During the May 2013 assembly elections in Karnataka, the BJP-RSS even made love jehad an electoral issue, although that could not avert their defeat. But after the tremendous Lok Sabha show in UP, the BJP has to strike deeper roots in the state where it has mostly been out of power for two decades. Critical byelections take place in 12 seats on September 13 and it is no doubt useful to keep the pot boiling. Even if there’s a let-up after that, the reality now is that the social compact bet­ween minorities and other social groups in the state has been broken, a process that began after the riots in Muzaffarnagar, exactly a year ago.

Still, people do live in the same towns and the chemistry of love and attraction cannot be circumscribed. Girls of one religion will continue to fall in love with boys from another and vice versa. But because the situation in UP is poised so delicately and the potential for trouble so great, here’s a suggestion for the Muslim community: clerics, prominent citizens and elders of the community should advocate a court marriage in the case of mixed couples. As it is, Muslim personal laws diminish women’s rights. If a girl from another community is to enter a Muslim home, a genuine effort should be made to have a more enlightened approach. In the small towns of UP, the community should organise, reflect and come up with a rational strategy. Clerics too must show that they can speak for something beyond defending regressive personal laws and feeding off the fears of a community.

Meanwhile, in the land of love jehad, I am still examining the family tree and calculating: how many men from the family got women from “that” side? How many women were lost to men from “their” side? My mathematics is poor but it looks like my family struck even—won some, lost some. But then, isn’t all fair in love and war?

[Location identification entries]

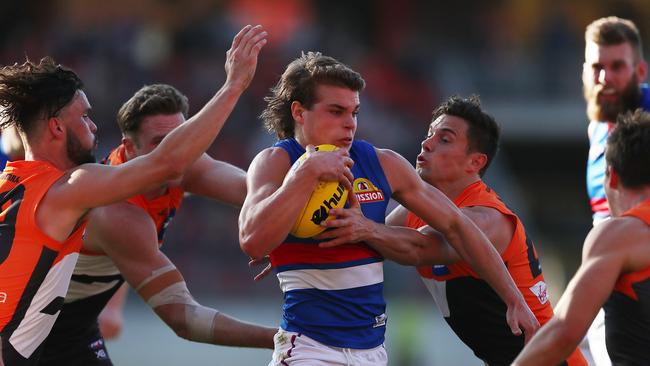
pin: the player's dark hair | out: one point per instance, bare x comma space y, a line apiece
482, 130
298, 83
150, 100
628, 148
30, 92
610, 31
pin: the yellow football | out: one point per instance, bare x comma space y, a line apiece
326, 195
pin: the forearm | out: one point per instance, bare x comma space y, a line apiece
399, 244
232, 332
550, 346
265, 223
475, 249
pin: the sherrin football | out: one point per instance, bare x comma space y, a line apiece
326, 195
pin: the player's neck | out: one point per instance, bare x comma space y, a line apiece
453, 189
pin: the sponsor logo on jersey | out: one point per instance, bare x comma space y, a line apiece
380, 321
540, 290
366, 191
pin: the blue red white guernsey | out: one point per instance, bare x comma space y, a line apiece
35, 269
335, 295
627, 311
598, 132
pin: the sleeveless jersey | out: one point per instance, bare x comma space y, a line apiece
96, 279
335, 295
598, 132
627, 311
470, 306
35, 269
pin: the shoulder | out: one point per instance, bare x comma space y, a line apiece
618, 235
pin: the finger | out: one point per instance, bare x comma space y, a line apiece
237, 40
257, 34
353, 200
348, 162
332, 243
265, 272
335, 223
245, 40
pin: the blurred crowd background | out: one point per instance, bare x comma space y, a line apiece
523, 58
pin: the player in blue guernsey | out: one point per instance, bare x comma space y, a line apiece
334, 309
612, 73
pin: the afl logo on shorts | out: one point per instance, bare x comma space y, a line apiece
366, 191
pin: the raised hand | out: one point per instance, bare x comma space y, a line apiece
241, 58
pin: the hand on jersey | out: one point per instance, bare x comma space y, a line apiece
260, 262
521, 318
348, 226
328, 166
241, 58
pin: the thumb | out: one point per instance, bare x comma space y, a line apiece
353, 200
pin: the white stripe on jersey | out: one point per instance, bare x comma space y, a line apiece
332, 279
438, 290
36, 326
91, 265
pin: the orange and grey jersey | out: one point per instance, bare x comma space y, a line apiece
627, 311
161, 209
470, 306
35, 269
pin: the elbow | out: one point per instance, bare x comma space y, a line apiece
250, 247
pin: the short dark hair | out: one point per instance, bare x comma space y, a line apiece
150, 100
30, 91
628, 148
482, 130
298, 83
610, 31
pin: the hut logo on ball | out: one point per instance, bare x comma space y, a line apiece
366, 191
321, 213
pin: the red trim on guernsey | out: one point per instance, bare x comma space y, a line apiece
625, 282
599, 205
295, 253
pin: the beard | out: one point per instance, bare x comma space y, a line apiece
77, 153
627, 100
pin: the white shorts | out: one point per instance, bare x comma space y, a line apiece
295, 349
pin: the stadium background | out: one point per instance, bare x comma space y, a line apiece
523, 58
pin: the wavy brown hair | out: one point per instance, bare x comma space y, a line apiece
298, 83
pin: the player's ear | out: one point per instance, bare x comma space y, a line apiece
129, 145
613, 179
297, 110
56, 128
477, 162
641, 70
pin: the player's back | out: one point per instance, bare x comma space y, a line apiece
35, 269
627, 311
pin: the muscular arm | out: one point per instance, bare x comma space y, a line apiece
134, 250
92, 185
275, 198
607, 253
216, 179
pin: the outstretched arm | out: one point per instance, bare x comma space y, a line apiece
134, 250
603, 260
92, 185
434, 208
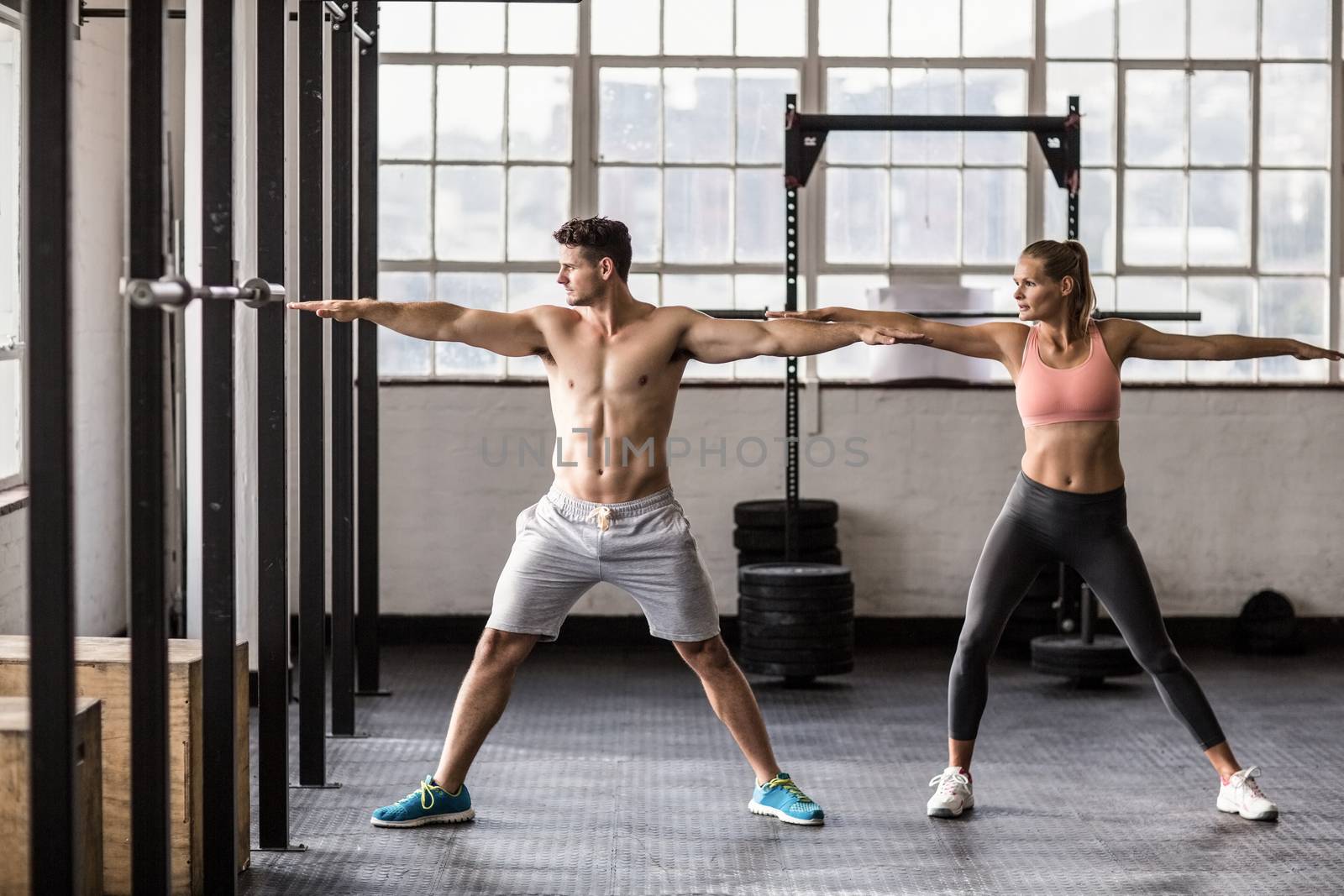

# Set of tasks
a - According to the love jehad passage, on what date do the byelections in 12 seats take place?
b - Reproduce everything in the love jehad passage from "Still, people do" down to "of a community.".

# Full solutions
a - September 13

b -
Still, people do live in the same towns and the chemistry of love and attraction cannot be circumscribed. Girls of one religion will continue to fall in love with boys from another and vice versa. But because the situation in UP is poised so delicately and the potential for trouble so great, here’s a suggestion for the Muslim community: clerics, prominent citizens and elders of the community should advocate a court marriage in the case of mixed couples. As it is, Muslim personal laws diminish women’s rights. If a girl from another community is to enter a Muslim home, a genuine effort should be made to have a more enlightened approach. In the small towns of UP, the community should organise, reflect and come up with a rational strategy. Clerics too must show that they can speak for something beyond defending regressive personal laws and feeding off the fears of a community.